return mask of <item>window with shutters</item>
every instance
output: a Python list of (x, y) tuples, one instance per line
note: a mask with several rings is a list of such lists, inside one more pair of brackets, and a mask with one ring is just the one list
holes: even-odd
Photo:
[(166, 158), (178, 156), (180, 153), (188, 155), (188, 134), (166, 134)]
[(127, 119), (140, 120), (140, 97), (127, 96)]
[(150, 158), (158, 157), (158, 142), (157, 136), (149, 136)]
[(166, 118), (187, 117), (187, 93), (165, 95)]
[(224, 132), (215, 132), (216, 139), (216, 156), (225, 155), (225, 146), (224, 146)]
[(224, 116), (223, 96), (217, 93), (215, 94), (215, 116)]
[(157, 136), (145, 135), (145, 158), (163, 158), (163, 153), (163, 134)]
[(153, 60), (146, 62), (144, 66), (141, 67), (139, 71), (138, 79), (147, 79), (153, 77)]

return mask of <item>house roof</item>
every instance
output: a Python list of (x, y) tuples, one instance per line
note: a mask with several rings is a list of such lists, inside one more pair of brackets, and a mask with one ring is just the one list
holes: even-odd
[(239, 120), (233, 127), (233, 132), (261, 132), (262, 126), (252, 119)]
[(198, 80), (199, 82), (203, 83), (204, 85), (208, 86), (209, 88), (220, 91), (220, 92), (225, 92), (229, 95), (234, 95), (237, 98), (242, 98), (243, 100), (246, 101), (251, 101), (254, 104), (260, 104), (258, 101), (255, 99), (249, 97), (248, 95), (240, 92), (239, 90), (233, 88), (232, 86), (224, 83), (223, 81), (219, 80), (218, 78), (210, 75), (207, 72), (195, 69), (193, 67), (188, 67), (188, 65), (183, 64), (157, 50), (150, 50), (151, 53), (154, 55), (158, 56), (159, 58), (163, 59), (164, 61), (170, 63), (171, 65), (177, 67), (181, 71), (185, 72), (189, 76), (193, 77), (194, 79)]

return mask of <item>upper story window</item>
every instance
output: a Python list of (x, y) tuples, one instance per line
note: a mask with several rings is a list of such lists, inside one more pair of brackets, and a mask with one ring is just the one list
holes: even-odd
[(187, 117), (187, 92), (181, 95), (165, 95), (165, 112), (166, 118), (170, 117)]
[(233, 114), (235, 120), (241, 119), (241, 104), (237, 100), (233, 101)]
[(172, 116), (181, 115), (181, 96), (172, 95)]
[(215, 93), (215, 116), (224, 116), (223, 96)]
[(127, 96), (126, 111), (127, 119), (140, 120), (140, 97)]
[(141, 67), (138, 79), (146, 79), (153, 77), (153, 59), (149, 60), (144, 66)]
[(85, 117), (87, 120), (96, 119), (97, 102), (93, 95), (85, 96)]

TASK DETAILS: Return each entry from the material above exactly as it appears.

TASK ANSWER:
return mask of <item>window with shutters</item>
every instance
output: a Python list of (x, y) tuples, one instance per line
note: a mask with several rings is a list of such lists, inside one more pair of brackets, and a mask with one ring is just the one list
holes: even-odd
Photo:
[(166, 158), (178, 156), (180, 153), (188, 155), (188, 134), (166, 134)]
[(127, 119), (140, 120), (140, 97), (127, 96)]
[(150, 158), (158, 157), (158, 142), (157, 136), (149, 136)]
[(166, 118), (187, 117), (187, 93), (165, 95)]
[(224, 132), (215, 132), (216, 139), (216, 156), (225, 155), (225, 146), (224, 146)]
[(224, 116), (223, 96), (217, 93), (215, 94), (215, 116)]
[(157, 136), (145, 135), (145, 158), (163, 158), (163, 153), (163, 134)]
[(153, 60), (146, 62), (144, 66), (141, 67), (139, 71), (138, 79), (147, 79), (153, 77)]

return mask of <item>house roof</item>
every instance
output: a Python list of (x, y) tuples, one instance per line
note: a mask with several rings is a list of such lists, inside one more pair of brackets, and a mask with one ring is just the one list
holes: even-odd
[(239, 120), (233, 127), (233, 132), (261, 132), (262, 126), (252, 119)]
[(198, 80), (199, 82), (203, 83), (204, 85), (208, 86), (209, 88), (220, 91), (220, 92), (225, 92), (229, 95), (234, 95), (237, 98), (242, 98), (243, 100), (246, 101), (251, 101), (254, 104), (260, 104), (258, 101), (255, 99), (249, 97), (248, 95), (240, 92), (239, 90), (233, 88), (232, 86), (224, 83), (223, 81), (219, 80), (218, 78), (210, 75), (207, 72), (195, 69), (193, 67), (188, 67), (188, 65), (183, 64), (157, 50), (150, 50), (151, 53), (154, 55), (158, 56), (159, 58), (163, 59), (164, 61), (170, 63), (171, 65), (177, 67), (181, 71), (185, 72), (189, 76), (193, 77), (194, 79)]

return mask of <item>upper story window</item>
every instance
output: a Python list of (x, y) tuples, one instance per line
note: a mask with several rings is a list of such lists, inside one more pair of brackets, and a mask with one ring is just the one list
holes: even-odd
[(187, 117), (187, 92), (181, 95), (165, 95), (165, 112), (166, 118), (170, 117)]
[(233, 114), (235, 120), (241, 119), (241, 104), (237, 100), (233, 101)]
[(172, 116), (181, 115), (181, 96), (172, 95)]
[(215, 93), (215, 116), (224, 116), (223, 96)]
[(127, 96), (126, 111), (127, 119), (140, 120), (140, 97)]
[(141, 67), (138, 79), (146, 79), (153, 77), (153, 59), (149, 60), (144, 66)]
[(85, 117), (87, 120), (96, 119), (97, 102), (93, 95), (85, 96)]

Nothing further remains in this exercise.